Short task ->
Reproduce word for word every line of the items below, from the line containing "the brick wall" down to the line containing "6 21 68 141", including both of those lines.

Records for this task ->
## Start
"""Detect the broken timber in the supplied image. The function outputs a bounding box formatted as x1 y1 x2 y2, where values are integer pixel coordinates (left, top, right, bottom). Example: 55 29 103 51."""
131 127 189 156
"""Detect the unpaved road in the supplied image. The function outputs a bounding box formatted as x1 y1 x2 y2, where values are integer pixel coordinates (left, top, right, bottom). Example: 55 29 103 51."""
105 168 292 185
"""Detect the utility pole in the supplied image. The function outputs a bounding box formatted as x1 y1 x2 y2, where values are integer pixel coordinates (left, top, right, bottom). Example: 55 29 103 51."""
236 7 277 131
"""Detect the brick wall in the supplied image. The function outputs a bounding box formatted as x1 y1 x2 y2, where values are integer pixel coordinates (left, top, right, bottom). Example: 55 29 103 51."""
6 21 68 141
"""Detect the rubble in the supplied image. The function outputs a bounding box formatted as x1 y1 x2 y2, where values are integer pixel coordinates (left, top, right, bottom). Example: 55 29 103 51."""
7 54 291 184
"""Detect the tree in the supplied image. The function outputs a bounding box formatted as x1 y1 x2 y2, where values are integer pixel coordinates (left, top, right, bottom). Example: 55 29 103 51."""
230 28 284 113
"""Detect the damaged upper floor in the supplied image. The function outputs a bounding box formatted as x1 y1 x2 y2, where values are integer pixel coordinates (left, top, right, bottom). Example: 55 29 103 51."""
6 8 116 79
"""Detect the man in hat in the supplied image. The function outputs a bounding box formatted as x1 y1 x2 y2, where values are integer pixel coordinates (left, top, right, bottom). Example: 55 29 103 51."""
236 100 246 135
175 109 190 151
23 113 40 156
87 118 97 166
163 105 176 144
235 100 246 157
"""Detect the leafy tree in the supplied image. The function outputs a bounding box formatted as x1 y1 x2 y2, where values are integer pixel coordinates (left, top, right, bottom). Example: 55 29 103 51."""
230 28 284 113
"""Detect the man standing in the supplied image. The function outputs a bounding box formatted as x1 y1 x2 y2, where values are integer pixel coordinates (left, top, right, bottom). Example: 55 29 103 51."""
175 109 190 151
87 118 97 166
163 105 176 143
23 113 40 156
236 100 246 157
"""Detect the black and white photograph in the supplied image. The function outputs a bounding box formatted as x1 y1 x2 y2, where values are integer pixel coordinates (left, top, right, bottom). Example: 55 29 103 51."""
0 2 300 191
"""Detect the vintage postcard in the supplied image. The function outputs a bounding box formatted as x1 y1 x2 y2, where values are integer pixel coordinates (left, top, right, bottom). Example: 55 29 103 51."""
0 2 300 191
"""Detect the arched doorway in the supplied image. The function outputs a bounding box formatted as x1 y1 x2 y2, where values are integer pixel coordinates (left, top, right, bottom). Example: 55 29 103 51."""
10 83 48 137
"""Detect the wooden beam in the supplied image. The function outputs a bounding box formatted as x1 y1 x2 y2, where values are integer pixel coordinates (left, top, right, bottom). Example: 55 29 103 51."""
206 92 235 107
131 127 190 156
## End
## Start
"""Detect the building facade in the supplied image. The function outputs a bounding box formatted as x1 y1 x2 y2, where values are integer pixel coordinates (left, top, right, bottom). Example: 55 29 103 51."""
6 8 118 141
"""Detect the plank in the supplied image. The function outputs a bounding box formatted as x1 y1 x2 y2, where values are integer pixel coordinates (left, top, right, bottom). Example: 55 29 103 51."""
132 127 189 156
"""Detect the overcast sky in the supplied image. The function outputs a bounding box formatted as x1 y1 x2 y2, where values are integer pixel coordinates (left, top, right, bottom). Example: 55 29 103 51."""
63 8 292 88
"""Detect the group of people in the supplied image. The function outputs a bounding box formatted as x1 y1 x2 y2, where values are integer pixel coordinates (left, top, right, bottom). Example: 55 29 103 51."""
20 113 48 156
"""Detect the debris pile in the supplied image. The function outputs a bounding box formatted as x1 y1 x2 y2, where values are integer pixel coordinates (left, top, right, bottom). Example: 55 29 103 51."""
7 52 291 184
## End
Result for this task ->
"""Detect the brick wall in the supplied image. The function outputs a bounding box formatted as x1 y1 x2 y2, where values are integer pixel coordinates (left, top, right, bottom). Example: 55 29 103 51."""
6 21 68 141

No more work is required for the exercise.